*Do this*: Arrange every line of the entries below as a Markdown table with two columns, "Row" and "Entry line", numbering the rows in order and leaving out blank lines. Omit the pictures from the table.

*Data excerpts*:
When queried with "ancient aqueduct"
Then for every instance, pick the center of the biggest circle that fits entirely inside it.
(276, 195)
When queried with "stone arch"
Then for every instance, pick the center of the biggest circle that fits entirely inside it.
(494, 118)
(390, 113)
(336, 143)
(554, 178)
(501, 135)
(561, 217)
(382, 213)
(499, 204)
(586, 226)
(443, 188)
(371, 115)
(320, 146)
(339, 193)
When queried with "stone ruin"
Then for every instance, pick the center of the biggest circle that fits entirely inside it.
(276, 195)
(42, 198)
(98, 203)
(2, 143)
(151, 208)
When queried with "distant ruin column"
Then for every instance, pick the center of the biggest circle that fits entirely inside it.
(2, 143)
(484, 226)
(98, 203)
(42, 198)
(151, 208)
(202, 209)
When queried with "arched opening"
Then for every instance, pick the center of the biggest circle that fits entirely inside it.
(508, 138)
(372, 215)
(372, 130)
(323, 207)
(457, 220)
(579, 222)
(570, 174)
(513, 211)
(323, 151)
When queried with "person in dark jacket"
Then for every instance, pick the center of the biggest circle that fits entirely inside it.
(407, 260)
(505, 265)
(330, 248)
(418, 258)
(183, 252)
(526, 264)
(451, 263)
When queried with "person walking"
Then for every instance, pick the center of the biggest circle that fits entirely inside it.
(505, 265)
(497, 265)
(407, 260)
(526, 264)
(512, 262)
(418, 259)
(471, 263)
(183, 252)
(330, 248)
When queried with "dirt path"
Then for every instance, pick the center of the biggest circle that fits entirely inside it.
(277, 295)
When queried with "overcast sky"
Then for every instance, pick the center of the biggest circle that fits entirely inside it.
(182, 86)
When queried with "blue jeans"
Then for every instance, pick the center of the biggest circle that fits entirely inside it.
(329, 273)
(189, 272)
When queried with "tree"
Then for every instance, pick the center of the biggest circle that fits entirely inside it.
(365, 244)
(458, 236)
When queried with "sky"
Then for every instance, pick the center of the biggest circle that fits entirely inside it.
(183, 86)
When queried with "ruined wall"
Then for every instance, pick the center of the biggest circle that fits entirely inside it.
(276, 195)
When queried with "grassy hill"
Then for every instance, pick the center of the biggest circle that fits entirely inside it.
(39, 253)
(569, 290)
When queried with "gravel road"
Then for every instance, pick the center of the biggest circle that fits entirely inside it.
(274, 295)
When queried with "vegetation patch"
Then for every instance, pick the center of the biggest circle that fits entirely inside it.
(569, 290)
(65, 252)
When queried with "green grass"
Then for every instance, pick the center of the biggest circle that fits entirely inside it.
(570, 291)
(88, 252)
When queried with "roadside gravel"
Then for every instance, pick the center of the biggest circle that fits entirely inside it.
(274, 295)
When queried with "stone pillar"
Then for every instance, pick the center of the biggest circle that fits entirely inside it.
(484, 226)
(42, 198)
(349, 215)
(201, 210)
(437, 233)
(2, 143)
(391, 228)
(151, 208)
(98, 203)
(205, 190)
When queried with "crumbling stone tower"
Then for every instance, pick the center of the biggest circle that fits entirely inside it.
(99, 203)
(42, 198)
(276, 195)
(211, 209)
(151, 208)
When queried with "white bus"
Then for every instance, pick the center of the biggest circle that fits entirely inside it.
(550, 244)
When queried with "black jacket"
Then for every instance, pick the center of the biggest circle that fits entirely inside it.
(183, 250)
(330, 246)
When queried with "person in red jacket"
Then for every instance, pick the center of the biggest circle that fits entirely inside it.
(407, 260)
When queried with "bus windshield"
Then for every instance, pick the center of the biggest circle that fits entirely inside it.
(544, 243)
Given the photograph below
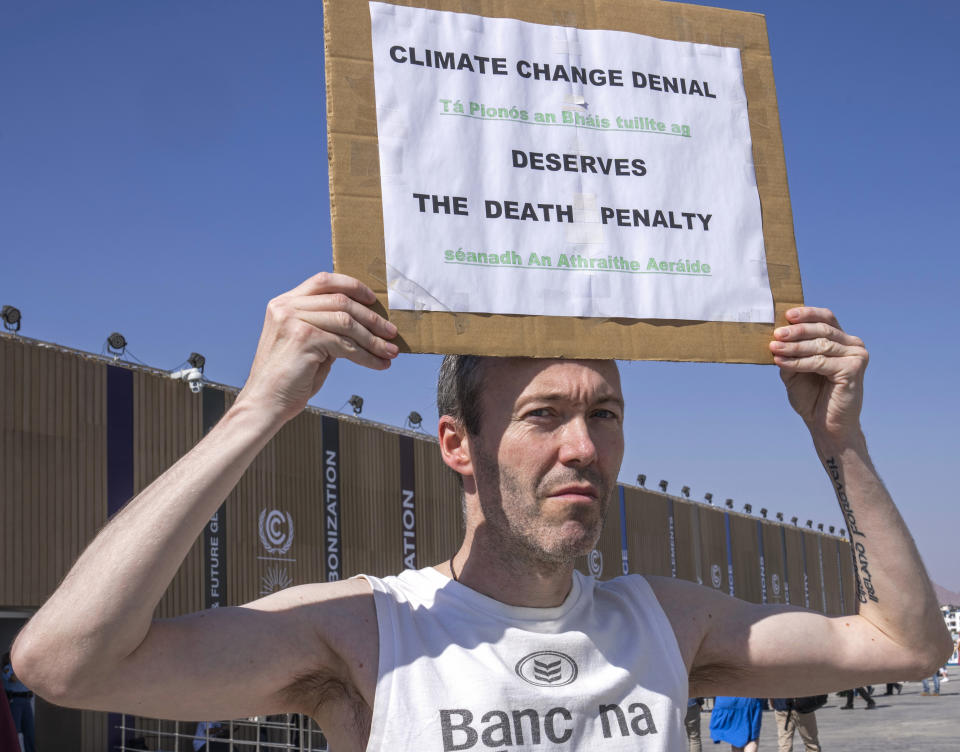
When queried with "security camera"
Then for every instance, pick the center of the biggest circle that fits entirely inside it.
(192, 376)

*Response to this exercise*:
| Row | Entry line |
|---|---|
| 1 | When queried with "ancient aqueduct" |
| 2 | Then for every instance, pick the center of the biggest circle that fits entirely inside it. |
| 3 | (276, 195) |
| 4 | When queried with "stone arch" |
| 5 | Then for every instance, pick the center of the biggest circle that fits entirely inside it. |
| 6 | (494, 118) |
| 7 | (390, 113) |
| 8 | (336, 143) |
| 9 | (554, 178) |
| 10 | (501, 135) |
| 11 | (561, 217) |
| 12 | (382, 213) |
| 13 | (499, 204) |
| 14 | (586, 226) |
| 15 | (443, 188) |
| 16 | (371, 115) |
| 17 | (320, 146) |
| 18 | (339, 193) |
| 19 | When queried with "stone ruin" |
| 20 | Then for every instance, pick the center of the biggest circle that fits entirely inside it. |
| 21 | (276, 195) |
| 22 | (42, 198) |
| 23 | (98, 203) |
| 24 | (2, 143) |
| 25 | (151, 208) |
| 26 | When queried with "distant ruin column" |
| 27 | Then for every instance, pick the center of the biggest circle that fits entirely inside it. |
| 28 | (2, 143) |
| 29 | (484, 226) |
| 30 | (98, 203) |
| 31 | (42, 198) |
| 32 | (151, 208) |
| 33 | (202, 209) |
| 34 | When queried with "arched opening" |
| 35 | Then for every instance, pick the center of the biggest circle that fits entirely inside it. |
| 36 | (508, 138) |
| 37 | (372, 215) |
| 38 | (372, 130) |
| 39 | (323, 207) |
| 40 | (457, 220) |
| 41 | (579, 222) |
| 42 | (570, 174) |
| 43 | (513, 211) |
| 44 | (323, 151) |
| 45 | When queried with "person in dark jacket" |
| 46 | Then for every instance, pick the center of the biggest circle that fits entirely inside it. |
| 47 | (407, 260) |
| 48 | (505, 265) |
| 49 | (330, 248) |
| 50 | (418, 258) |
| 51 | (183, 252) |
| 52 | (526, 264) |
| 53 | (451, 263) |
| 54 | When queried with "person walking" |
| 55 | Then for every instance, pick the center of the biggest circle that fits entirely inside it. |
| 56 | (505, 265) |
| 57 | (497, 265) |
| 58 | (407, 260) |
| 59 | (526, 264) |
| 60 | (512, 262) |
| 61 | (418, 259) |
| 62 | (471, 263) |
| 63 | (183, 252) |
| 64 | (330, 248) |
| 65 | When queried with "dirt path" |
| 66 | Then for every instance, pick the center of the biggest circle that fits entirely inside it. |
| 67 | (277, 295) |
| 68 | When queried with "overcast sky" |
| 69 | Then for every instance, pick the center of the biggest circle that fits entirely inside it. |
| 70 | (182, 86) |
| 71 | When queried with "blue jeans" |
| 72 | Then for every instance, pick the center of the biggest circle that fits entirely inside it. |
| 73 | (329, 273) |
| 74 | (189, 272) |
| 75 | When queried with "tree" |
| 76 | Then for every instance, pick the center of the biggest circle that fits entirely inside it. |
| 77 | (365, 244) |
| 78 | (458, 236) |
| 79 | When queried with "sky" |
| 80 | Then for every instance, pick the center of the biggest circle that fits entirely inside it. |
| 81 | (183, 86) |
| 82 | When queried with "ruined wall" |
| 83 | Then for every instance, pick the center of the biggest circle that fits entirely inside it. |
| 84 | (276, 195) |
| 85 | When queried with "grassy hill" |
| 86 | Then for every instance, pick the center of the biggest circle that fits entirely inside it. |
| 87 | (39, 253) |
| 88 | (569, 290) |
| 89 | When queried with "gravel road" |
| 90 | Then for every instance, pick the center of the biggest circle that fits entirely inside it. |
| 91 | (274, 295) |
| 92 | When queried with "vegetation patch" |
| 93 | Then for every instance, pick the center of the biggest circle that fits entirely inside it. |
| 94 | (569, 290) |
| 95 | (65, 252) |
| 96 | When queried with "green grass" |
| 97 | Then for every instance, pick the center of the biggest circle that fits entirely inside it. |
| 98 | (570, 291) |
| 99 | (88, 252) |
| 100 | When queried with "roadside gravel" |
| 101 | Then for every instance, pick the center of the biggest circle that fits entirely inside it. |
| 102 | (274, 295) |
| 103 | When queried with "stone pillar" |
| 104 | Then for every instance, pick the center of the biggest circle that fits entirely inside it. |
| 105 | (484, 226) |
| 106 | (42, 198) |
| 107 | (349, 215) |
| 108 | (201, 210) |
| 109 | (437, 233) |
| 110 | (2, 143) |
| 111 | (391, 228) |
| 112 | (151, 208) |
| 113 | (98, 203) |
| 114 | (205, 190) |
| 115 | When queried with "crumbling stone tower" |
| 116 | Then for every instance, pick the center of the biggest circle that fits entirely inside it. |
| 117 | (99, 203) |
| 118 | (42, 198) |
| 119 | (276, 195) |
| 120 | (211, 209) |
| 121 | (151, 208) |
| 122 | When queried with "white bus" |
| 123 | Then for every instance, pick the center of the biggest circle that fits entirely inside it. |
| 124 | (550, 244) |
| 125 | When queried with "black jacket" |
| 126 | Then for every instance, pick the center of the biggest circle that fits entirely inside it. |
| 127 | (183, 250) |
| 128 | (330, 246) |
| 129 | When queried with "person in red jacket" |
| 130 | Then for every instance, pick the center of the biggest circle that fits entirely inside it. |
| 131 | (407, 260) |
| 132 | When queried with "bus windshield" |
| 133 | Then for every instance, pick the center of the biggest circle that fits entirely inside it. |
| 134 | (544, 243) |
| 135 | Given the photograph below |
| 136 | When queried with "security camera" |
| 137 | Then for every instance, pick the center of the biggest circle that fits entirely inside it. |
| 138 | (192, 376) |